> [DIRECTIVE]:
Rescale the entries from the line with "hand and place a point on every instance?" through the end of the entries, both ends included. Write out each of those lines again, requests included, and multiply every point coordinate in the answers by 1.55, rounding to whole numbers with halves rounded up; the requests and their format samples stay unchanged.

Coordinate annotation entries
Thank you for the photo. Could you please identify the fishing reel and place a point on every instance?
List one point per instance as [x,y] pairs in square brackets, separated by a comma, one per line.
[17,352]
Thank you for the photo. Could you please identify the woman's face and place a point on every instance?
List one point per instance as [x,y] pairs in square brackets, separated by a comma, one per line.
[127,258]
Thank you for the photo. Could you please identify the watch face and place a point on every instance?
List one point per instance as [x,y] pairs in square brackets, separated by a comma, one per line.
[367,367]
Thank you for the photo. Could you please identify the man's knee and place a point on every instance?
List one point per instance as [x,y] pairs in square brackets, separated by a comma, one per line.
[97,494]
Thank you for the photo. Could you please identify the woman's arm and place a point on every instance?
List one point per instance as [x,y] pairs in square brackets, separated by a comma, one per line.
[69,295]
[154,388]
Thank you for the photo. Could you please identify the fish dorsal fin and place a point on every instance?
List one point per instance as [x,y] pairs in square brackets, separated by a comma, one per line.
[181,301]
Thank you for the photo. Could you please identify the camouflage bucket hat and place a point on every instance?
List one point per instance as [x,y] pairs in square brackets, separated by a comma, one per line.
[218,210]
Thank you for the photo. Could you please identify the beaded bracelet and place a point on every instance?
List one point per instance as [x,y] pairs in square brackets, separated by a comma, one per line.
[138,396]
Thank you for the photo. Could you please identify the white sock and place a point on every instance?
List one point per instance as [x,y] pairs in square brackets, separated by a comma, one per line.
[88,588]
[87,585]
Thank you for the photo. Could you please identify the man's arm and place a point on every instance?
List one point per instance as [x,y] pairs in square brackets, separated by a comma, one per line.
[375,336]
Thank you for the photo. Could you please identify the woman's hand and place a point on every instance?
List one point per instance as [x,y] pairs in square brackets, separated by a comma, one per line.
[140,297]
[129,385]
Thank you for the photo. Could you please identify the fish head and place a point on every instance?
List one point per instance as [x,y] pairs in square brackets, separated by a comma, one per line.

> [ANSWER TO THE EXERCISE]:
Thank you for the photo. Could you please identify the woman's hand and place a point on every instance?
List one point per instance as [x,y] pairs in square brackets, separated by a comma, one per line.
[217,460]
[200,597]
Thank you for the photo. Could you please identify the fish head and place a point on every instance?
List one point per instance as [x,y] pairs in square brackets, separated by a comma, one per line.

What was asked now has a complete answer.